About this exercise ▸ Among the entries below, copy every line that carries the word "white".

══════

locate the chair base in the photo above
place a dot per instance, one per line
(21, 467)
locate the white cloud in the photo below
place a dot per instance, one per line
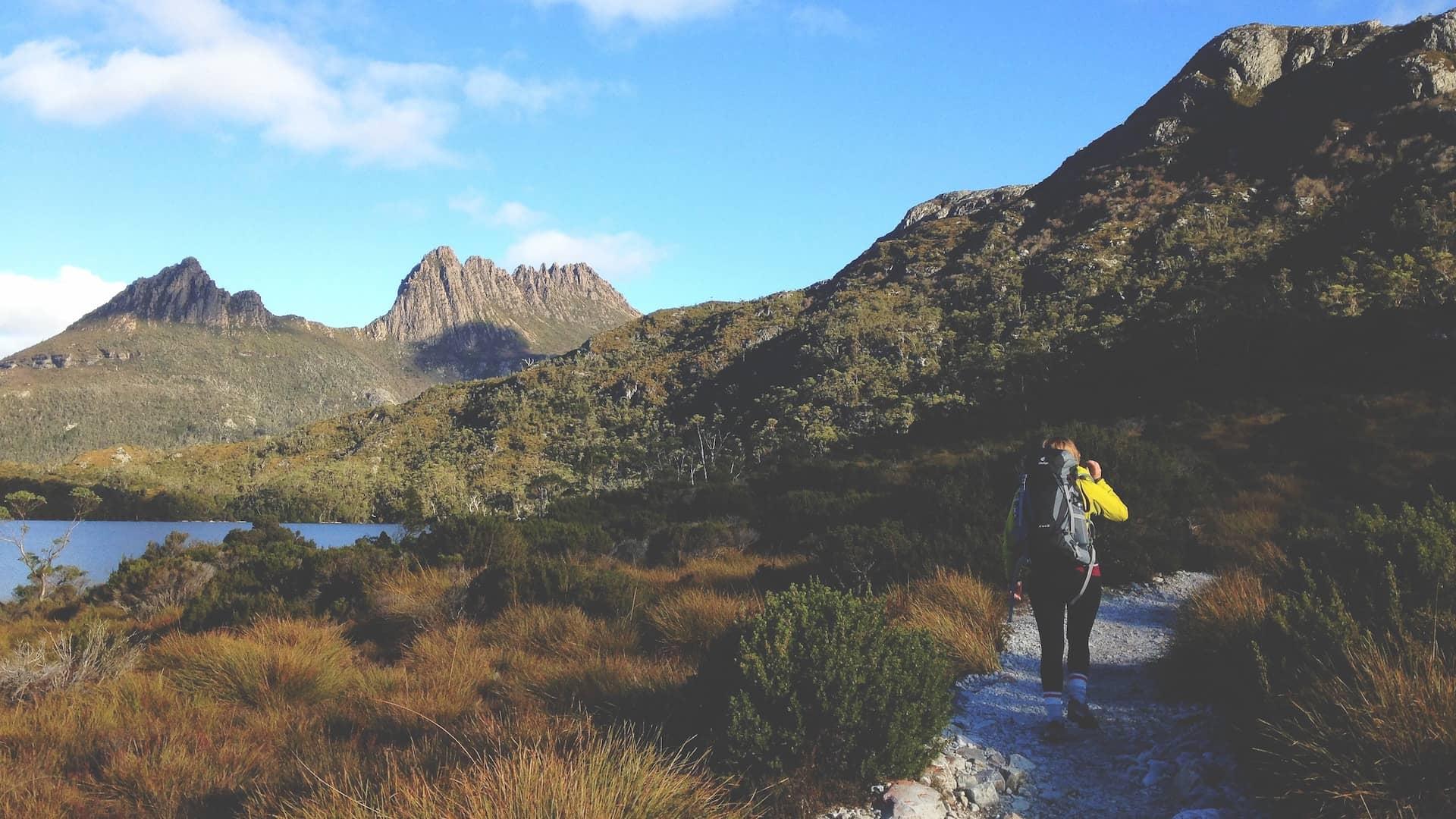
(1405, 11)
(507, 215)
(824, 20)
(490, 88)
(517, 216)
(36, 309)
(617, 257)
(648, 12)
(216, 64)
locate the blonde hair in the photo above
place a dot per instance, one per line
(1063, 444)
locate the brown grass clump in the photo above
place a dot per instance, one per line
(603, 776)
(1378, 742)
(1242, 531)
(139, 746)
(270, 664)
(689, 621)
(1212, 653)
(960, 611)
(64, 661)
(558, 632)
(424, 598)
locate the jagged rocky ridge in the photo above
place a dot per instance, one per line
(175, 359)
(441, 297)
(184, 293)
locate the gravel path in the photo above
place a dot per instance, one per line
(1149, 757)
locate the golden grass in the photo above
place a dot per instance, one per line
(273, 662)
(424, 598)
(1210, 653)
(723, 572)
(603, 776)
(689, 621)
(1242, 531)
(1378, 742)
(960, 611)
(558, 632)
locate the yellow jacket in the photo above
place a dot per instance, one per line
(1100, 500)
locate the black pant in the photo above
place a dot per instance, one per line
(1050, 594)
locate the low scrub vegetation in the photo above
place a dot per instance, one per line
(1335, 664)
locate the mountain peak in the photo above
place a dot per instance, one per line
(184, 293)
(441, 297)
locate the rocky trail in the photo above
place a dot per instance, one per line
(1149, 755)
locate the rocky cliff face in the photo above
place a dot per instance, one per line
(184, 293)
(1234, 72)
(965, 203)
(441, 297)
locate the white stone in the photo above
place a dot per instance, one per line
(913, 800)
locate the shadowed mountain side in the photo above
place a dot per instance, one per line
(484, 349)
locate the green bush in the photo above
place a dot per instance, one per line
(265, 570)
(821, 681)
(473, 541)
(169, 573)
(596, 591)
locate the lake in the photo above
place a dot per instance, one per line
(98, 545)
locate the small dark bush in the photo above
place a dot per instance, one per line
(265, 570)
(821, 681)
(566, 539)
(680, 542)
(473, 541)
(165, 575)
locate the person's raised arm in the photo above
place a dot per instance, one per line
(1101, 499)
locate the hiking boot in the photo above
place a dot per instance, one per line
(1055, 730)
(1081, 714)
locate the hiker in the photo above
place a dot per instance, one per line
(1049, 531)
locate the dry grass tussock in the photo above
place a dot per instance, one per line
(960, 611)
(271, 662)
(1242, 531)
(1379, 742)
(601, 776)
(688, 623)
(724, 572)
(64, 661)
(1210, 653)
(424, 598)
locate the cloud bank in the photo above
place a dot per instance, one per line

══════

Task solution ▸
locate the white cloud in the photo below
locate the white stone in the photo above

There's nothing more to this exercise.